Work to complete:
Nothing in the records may be left out or reworded; return them exactly.

Point localization data
= Beginning of Section =
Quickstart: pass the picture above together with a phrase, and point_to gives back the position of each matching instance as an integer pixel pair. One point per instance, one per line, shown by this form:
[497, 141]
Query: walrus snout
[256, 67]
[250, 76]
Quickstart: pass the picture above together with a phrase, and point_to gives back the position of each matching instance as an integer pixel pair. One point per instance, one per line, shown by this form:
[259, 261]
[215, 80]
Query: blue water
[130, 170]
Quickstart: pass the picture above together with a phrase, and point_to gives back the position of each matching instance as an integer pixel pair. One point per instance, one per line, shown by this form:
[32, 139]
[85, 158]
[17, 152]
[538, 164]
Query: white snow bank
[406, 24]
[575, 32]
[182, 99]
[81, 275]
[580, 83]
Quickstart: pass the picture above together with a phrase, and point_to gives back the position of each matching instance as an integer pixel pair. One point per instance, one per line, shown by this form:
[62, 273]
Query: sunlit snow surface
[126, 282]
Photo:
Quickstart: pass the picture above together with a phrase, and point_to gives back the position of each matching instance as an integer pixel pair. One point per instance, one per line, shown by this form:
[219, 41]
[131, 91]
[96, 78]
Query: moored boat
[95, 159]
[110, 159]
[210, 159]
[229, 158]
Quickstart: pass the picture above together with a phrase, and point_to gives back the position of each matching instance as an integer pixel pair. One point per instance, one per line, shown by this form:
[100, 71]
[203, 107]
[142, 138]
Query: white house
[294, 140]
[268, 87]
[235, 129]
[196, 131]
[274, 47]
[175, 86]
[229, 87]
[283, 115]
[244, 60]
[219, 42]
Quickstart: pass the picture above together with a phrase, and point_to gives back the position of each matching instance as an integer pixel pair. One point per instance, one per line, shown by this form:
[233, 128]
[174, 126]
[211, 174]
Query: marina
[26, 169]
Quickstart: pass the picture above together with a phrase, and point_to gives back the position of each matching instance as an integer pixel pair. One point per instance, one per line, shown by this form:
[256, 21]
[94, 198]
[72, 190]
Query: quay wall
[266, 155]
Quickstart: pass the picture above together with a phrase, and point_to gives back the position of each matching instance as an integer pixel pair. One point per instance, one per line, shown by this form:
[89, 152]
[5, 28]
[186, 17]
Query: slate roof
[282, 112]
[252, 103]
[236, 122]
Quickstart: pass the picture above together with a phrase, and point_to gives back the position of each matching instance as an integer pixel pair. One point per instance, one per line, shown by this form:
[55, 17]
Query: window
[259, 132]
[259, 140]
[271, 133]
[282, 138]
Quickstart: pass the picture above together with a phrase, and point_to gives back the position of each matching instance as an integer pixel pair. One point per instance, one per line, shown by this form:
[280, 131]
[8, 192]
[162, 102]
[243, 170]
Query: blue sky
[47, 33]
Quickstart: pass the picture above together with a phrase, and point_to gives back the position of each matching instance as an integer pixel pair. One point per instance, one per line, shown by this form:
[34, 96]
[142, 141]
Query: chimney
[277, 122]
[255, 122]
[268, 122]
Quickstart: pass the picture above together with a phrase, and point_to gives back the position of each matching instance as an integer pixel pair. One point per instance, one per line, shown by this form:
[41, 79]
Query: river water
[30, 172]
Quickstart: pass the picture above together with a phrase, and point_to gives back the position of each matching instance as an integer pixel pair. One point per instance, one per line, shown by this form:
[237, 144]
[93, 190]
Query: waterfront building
= End of Section =
Answer section:
Quickstart: pass the picture above together with a phrase, and point_to gives back the position of each matching instance as an integer pixel pair. One point per instance, one per line, shown by this form:
[497, 141]
Query: walrus snout
[256, 67]
[250, 76]
Quickstart: pass the picture above together with a phrase, and point_to gives back the position of each matching instance as an integer pixel pair. One point per instance, one per line, shown by this form:
[259, 261]
[215, 80]
Query: blue water
[130, 170]
Quickstart: pass the picture above together with a phrase, and point_to gives back the position of each matching instance as an integer pixel pair. One point per instance, one per line, shown by this form:
[32, 139]
[85, 158]
[17, 152]
[538, 164]
Query: white snow bank
[406, 24]
[575, 32]
[182, 99]
[81, 275]
[580, 83]
Quickstart: pass the picture above together with a phrase, and point_to gives back the position of each matching instance as an integer pixel pair. One point per instance, one per line, shown by this form:
[62, 273]
Query: sunlit snow surface
[126, 282]
Photo:
Quickstart: pass the picture above together with a phrase, and point_to gives back the position of each matching instance as an integer pixel pair. One point per instance, one per line, shown by this form:
[219, 41]
[131, 91]
[96, 78]
Query: moored boat
[95, 159]
[110, 159]
[210, 159]
[229, 158]
Quickstart: pass the picture above together with a phrase, and point_to gives back the position of each matching instance as an integer pixel pair. One point per instance, one per line, shown by this form:
[100, 71]
[203, 107]
[142, 138]
Query: white house
[294, 140]
[268, 87]
[235, 129]
[196, 131]
[274, 47]
[175, 86]
[229, 87]
[283, 115]
[244, 60]
[219, 42]
Quickstart: pass the picture above together with a phrase, and point_to gives back the position of each matching instance as an integer pixel pair. One point per instance, one per line, shown by this form:
[233, 128]
[174, 126]
[211, 174]
Query: marina
[26, 169]
Quickstart: pass the picture above together with a phrase, and point_to gives back the position of each matching instance as an integer pixel pair. One point per instance, one per line, shown by this form:
[256, 21]
[94, 198]
[72, 190]
Query: quay wall
[266, 155]
Quickstart: pass the picture above together with a phrase, and point_to gives back the position of each matching instance as an integer pixel pair. One point per instance, one per line, shown by this form:
[89, 152]
[5, 28]
[186, 17]
Query: slate roof
[282, 112]
[252, 103]
[236, 122]
Quickstart: pass the picture above together with a phrase, and point_to gives back the position of each matching instance as an integer pixel pair. One point per instance, one per line, shown by this form:
[55, 17]
Query: window
[259, 132]
[259, 140]
[271, 133]
[282, 138]
Quickstart: pass the picture above together with a phrase, and point_to gives back the position of each matching instance as an integer pixel pair. One point per instance, one per line, shown by this form:
[280, 131]
[8, 192]
[162, 102]
[243, 170]
Query: blue sky
[47, 33]
Quickstart: pass the picture above together with a phrase, and point_to gives back the position of each matching instance as an integer pixel pair. One point per instance, one per line, shown by this form:
[34, 96]
[142, 141]
Query: chimney
[277, 122]
[255, 122]
[268, 122]
Quickstart: pass the picture above together with a phrase, and point_to gives back the position of each matching instance as an integer pixel pair. One point per instance, one per line, shown by this form:
[41, 79]
Query: river water
[30, 172]
Quickstart: pass the picture above together with a phrase, and point_to gives back the position of each matching instance as an integer pixel pair. One point per instance, one per line, shown by this form:
[237, 144]
[93, 190]
Query: waterfront building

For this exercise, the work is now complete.